== DATA LISTING ==

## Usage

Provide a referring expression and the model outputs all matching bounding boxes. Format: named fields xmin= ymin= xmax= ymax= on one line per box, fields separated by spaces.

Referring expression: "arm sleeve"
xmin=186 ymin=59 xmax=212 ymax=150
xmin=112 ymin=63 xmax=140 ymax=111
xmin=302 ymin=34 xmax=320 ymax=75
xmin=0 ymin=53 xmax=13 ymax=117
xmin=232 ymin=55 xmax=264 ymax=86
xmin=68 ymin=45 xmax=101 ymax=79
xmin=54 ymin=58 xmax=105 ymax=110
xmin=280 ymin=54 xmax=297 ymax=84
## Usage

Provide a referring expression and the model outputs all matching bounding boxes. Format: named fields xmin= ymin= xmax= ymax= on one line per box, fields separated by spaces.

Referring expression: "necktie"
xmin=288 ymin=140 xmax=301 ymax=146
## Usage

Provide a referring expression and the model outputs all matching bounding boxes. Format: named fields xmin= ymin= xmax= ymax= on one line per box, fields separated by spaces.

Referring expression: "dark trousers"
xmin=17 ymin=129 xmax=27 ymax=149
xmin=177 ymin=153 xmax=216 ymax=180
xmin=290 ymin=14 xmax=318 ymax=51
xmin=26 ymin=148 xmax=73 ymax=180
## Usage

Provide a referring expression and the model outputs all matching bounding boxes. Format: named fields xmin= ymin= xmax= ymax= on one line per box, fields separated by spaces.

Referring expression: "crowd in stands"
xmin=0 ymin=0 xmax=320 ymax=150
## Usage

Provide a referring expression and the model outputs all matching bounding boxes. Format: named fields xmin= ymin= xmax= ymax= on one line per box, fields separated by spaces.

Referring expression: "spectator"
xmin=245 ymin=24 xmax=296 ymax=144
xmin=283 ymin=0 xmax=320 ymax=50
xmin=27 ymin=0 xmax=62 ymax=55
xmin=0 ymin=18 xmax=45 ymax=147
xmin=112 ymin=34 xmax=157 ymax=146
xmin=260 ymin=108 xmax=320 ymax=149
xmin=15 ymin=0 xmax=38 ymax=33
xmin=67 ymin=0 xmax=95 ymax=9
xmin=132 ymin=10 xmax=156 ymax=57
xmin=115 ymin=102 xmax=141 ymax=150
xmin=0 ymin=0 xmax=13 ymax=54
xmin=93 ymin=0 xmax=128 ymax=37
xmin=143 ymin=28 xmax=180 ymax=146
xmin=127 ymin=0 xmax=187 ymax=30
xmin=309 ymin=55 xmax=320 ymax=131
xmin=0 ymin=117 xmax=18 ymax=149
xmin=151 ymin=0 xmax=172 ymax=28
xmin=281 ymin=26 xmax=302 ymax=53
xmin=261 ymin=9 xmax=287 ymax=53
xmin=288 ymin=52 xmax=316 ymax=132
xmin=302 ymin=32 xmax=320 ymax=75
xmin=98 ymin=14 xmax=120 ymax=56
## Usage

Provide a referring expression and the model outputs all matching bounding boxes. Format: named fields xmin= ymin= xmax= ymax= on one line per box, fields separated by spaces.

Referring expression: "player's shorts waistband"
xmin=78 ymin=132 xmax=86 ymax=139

===

* **GOAL OF THE EXERCISE**:
Copy out word for word the lines from the start of the entries through the line containing "xmin=288 ymin=140 xmax=301 ymax=146", with both of those lines included.

* **EXPECTED ANSWER**:
## Usage

Provide a referring expression and the model outputs all matching bounding boxes. Format: named fields xmin= ymin= xmax= ymax= on one line per box, fields separated by spaces.

Referring expression: "arm sleeve"
xmin=186 ymin=59 xmax=212 ymax=150
xmin=112 ymin=63 xmax=140 ymax=111
xmin=302 ymin=34 xmax=320 ymax=75
xmin=0 ymin=53 xmax=13 ymax=117
xmin=232 ymin=55 xmax=264 ymax=86
xmin=68 ymin=45 xmax=101 ymax=79
xmin=54 ymin=58 xmax=105 ymax=110
xmin=280 ymin=54 xmax=297 ymax=84
## Usage

Provide a referring expression and the model outputs all matching bounding boxes. Format: named fields xmin= ymin= xmax= ymax= on one line per box, fields separated by spaces.

Referring expression: "necktie"
xmin=288 ymin=140 xmax=301 ymax=146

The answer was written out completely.